■ Your task:
Show every line of the records below that contains the word "table".
[Exercise data — start]
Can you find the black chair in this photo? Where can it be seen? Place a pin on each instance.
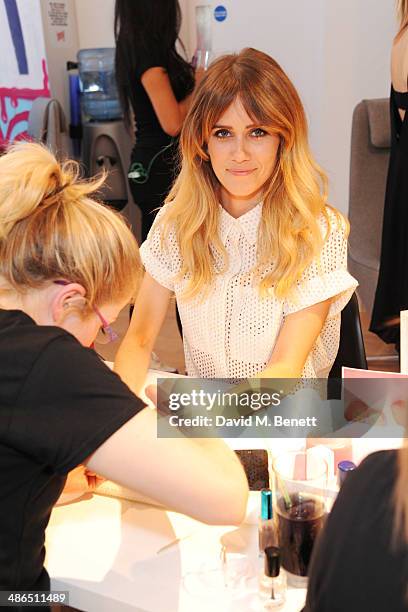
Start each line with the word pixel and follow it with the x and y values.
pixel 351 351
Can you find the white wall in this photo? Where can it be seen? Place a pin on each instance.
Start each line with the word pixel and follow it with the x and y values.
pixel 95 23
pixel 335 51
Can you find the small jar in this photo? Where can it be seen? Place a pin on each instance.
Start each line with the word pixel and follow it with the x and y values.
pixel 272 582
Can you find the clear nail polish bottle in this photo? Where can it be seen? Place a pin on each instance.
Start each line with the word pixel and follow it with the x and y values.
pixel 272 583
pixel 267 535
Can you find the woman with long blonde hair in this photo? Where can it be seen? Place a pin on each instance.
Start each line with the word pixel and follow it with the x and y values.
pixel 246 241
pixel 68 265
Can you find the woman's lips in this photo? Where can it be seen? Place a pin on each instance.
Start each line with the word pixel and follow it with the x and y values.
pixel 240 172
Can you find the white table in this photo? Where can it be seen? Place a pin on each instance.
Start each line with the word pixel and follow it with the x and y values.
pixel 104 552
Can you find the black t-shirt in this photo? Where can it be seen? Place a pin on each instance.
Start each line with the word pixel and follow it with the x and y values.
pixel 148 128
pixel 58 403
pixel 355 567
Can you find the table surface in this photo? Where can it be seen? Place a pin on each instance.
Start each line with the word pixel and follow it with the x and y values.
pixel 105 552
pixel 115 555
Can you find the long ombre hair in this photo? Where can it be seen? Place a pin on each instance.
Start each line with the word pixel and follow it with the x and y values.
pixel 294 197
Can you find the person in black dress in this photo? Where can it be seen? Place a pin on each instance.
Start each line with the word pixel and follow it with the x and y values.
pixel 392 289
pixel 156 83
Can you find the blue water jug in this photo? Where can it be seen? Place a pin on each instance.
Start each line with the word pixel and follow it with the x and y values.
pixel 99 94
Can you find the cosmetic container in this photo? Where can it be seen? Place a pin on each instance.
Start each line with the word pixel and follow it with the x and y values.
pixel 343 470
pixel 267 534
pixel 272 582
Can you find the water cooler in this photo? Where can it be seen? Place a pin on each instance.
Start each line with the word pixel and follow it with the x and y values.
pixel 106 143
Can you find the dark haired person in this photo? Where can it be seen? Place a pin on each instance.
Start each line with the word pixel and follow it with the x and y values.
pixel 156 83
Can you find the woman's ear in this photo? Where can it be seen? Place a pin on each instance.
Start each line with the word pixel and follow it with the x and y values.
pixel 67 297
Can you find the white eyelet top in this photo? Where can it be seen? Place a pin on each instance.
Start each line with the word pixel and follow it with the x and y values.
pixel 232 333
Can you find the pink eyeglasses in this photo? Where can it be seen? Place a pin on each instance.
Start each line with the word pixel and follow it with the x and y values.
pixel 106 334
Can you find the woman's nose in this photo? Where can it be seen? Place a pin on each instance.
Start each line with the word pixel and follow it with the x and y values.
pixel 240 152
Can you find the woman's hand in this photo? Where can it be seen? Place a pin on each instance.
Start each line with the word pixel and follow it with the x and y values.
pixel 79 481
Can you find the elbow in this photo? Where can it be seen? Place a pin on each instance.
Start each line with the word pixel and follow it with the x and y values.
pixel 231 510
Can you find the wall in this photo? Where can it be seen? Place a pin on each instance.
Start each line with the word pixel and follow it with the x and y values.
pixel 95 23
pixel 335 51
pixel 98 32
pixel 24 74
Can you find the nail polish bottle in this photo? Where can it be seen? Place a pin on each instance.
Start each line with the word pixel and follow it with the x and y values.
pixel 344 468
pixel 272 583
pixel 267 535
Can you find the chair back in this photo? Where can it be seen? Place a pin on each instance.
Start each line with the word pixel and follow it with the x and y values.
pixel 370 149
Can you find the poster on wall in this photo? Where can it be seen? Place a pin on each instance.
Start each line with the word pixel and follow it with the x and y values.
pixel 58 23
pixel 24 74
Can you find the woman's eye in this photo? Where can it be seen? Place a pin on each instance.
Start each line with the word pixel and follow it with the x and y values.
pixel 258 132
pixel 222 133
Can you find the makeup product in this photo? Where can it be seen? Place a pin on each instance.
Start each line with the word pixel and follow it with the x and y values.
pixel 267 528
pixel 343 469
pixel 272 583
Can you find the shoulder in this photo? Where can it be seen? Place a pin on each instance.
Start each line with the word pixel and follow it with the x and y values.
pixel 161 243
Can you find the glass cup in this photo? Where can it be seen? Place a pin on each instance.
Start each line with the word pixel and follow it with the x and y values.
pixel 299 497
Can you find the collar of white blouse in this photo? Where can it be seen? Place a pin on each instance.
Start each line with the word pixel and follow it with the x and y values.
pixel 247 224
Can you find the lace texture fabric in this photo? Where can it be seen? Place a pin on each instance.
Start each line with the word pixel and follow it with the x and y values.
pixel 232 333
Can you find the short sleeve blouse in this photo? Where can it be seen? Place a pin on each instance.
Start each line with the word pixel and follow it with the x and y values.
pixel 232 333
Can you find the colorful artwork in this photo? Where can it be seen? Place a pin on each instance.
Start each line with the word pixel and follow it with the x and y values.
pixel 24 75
[Exercise data — finish]
[Exercise data — start]
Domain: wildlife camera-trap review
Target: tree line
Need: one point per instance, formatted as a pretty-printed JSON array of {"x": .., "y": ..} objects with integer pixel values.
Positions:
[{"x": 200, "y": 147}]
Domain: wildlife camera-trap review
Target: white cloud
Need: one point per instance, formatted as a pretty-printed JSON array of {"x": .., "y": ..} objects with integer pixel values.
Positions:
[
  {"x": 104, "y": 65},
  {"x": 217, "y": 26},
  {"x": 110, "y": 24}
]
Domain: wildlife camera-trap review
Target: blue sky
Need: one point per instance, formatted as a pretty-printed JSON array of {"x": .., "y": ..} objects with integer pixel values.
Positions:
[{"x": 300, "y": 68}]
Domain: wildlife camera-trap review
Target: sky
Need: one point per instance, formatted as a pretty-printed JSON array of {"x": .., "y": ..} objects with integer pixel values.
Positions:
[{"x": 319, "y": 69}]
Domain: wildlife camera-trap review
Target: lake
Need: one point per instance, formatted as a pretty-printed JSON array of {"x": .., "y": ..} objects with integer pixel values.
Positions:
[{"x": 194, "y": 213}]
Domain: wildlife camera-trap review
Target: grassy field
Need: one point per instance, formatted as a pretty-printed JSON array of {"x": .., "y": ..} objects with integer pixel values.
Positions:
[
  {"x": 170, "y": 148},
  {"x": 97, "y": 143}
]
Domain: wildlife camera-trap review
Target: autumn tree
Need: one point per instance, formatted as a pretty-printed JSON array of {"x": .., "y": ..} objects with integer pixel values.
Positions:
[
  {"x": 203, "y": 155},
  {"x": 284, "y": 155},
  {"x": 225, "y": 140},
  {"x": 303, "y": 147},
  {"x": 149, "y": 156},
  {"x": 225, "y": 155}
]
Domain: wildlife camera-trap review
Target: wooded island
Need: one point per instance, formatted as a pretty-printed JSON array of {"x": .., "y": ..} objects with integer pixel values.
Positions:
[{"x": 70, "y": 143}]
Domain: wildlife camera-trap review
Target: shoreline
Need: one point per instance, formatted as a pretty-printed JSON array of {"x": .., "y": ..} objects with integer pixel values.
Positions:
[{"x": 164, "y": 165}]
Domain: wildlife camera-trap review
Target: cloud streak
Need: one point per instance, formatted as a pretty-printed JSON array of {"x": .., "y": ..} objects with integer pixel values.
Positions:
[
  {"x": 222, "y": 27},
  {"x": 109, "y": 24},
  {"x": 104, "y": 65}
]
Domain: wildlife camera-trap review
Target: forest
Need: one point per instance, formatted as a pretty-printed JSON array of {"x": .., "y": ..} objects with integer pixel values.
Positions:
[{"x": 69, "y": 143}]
[Exercise data — finish]
■ Task result:
Can you find the white table in this photo? Where can it be seen? Place a pin on each instance.
Can you find the table surface in this photo? Where can it be seen? Place a pin on each instance.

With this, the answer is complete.